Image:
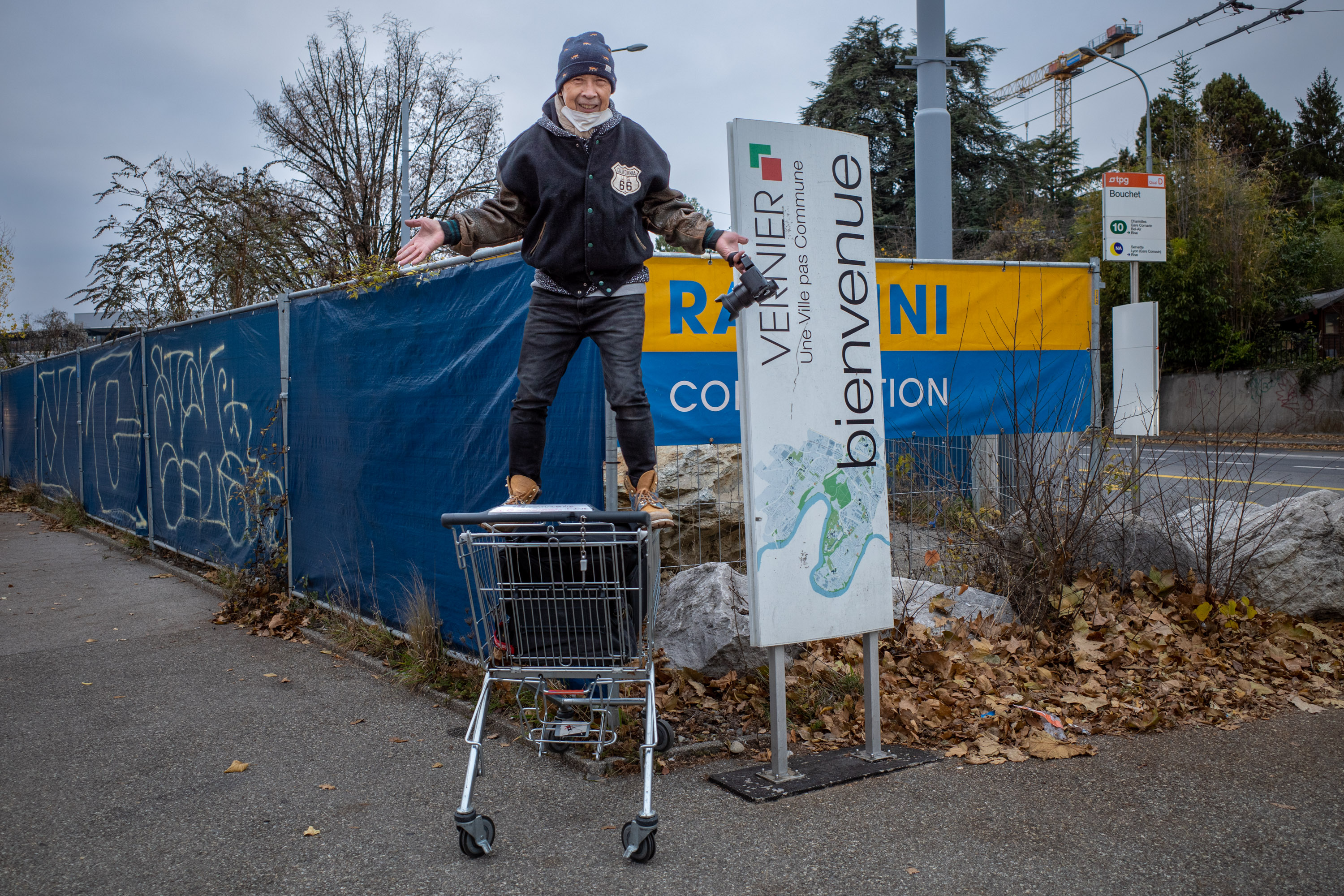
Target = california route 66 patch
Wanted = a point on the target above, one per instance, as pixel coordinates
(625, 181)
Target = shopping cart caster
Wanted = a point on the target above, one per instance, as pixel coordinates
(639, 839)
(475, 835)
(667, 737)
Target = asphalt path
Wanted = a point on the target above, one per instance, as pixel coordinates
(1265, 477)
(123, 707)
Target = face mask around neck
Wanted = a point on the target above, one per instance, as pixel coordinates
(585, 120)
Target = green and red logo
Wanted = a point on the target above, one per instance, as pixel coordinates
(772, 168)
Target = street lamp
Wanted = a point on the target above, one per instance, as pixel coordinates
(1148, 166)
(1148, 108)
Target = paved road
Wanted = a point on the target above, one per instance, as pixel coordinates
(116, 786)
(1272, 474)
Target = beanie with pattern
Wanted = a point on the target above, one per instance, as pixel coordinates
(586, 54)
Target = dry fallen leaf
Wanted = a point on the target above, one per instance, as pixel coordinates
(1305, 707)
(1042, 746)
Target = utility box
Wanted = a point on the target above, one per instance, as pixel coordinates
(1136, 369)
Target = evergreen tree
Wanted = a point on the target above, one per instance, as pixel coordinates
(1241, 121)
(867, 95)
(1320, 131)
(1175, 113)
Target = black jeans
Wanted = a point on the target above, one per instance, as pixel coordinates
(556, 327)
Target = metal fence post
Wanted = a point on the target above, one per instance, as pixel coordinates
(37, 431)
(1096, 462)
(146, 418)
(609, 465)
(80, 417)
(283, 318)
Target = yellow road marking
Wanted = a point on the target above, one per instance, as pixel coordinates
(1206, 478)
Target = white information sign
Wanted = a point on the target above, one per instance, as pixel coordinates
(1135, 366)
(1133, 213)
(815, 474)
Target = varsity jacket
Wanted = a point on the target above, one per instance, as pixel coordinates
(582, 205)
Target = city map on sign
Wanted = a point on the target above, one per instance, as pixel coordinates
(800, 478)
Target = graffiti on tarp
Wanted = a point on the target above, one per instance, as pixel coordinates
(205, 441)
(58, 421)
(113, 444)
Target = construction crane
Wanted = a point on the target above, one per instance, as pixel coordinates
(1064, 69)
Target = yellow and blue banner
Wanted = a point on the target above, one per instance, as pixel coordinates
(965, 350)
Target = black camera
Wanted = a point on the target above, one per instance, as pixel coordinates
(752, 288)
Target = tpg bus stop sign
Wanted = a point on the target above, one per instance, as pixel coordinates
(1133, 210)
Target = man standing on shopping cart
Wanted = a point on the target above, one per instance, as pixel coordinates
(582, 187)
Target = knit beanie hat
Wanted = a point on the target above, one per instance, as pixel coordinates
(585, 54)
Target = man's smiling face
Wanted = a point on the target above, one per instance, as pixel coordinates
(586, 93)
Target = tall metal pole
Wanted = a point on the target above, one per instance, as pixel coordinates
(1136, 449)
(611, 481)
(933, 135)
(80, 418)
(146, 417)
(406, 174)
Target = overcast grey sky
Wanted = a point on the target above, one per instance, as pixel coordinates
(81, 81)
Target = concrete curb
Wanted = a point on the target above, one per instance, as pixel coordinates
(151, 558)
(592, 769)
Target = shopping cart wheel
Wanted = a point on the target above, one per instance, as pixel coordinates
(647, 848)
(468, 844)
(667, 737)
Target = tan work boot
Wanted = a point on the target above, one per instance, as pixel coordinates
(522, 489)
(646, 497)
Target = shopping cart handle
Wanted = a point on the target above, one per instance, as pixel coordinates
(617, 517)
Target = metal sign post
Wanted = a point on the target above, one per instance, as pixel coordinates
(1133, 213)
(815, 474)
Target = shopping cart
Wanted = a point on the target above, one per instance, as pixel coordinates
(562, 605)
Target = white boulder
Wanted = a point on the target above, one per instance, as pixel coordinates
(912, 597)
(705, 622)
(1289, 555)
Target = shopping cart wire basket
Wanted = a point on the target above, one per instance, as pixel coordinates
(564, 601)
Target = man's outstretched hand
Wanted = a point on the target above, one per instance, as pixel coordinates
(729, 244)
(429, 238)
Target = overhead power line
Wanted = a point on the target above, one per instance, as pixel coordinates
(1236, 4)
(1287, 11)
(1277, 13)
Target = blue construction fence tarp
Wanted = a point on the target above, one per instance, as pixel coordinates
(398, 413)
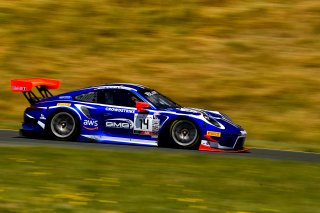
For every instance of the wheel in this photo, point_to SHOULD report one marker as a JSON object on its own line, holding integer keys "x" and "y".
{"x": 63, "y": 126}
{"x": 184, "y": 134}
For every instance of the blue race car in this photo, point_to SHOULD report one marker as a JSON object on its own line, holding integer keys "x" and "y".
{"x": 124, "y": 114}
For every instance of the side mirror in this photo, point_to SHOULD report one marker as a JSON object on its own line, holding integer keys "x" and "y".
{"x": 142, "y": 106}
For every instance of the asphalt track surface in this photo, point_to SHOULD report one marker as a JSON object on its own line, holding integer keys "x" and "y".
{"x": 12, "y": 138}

■ ABOUT THIS TASK:
The response should be the listing above, limited to the lines between the one holding "Target = varsity jacket" and the one holding "Target = construction crane", inclusive, reproduced exactly.

■ EXERCISE SOLUTION:
Target = varsity jacket
Wanted = a point on the target above, one per instance, as pixel coordinates
(582, 205)
Target = city map on sign
Wanted = a point on the target above, one per instance, as pixel coordinates
(800, 478)
Target = graffiti on tarp
Wanted = a point on the target above, one per instance, as pixel coordinates
(205, 441)
(58, 421)
(113, 444)
Target = construction crane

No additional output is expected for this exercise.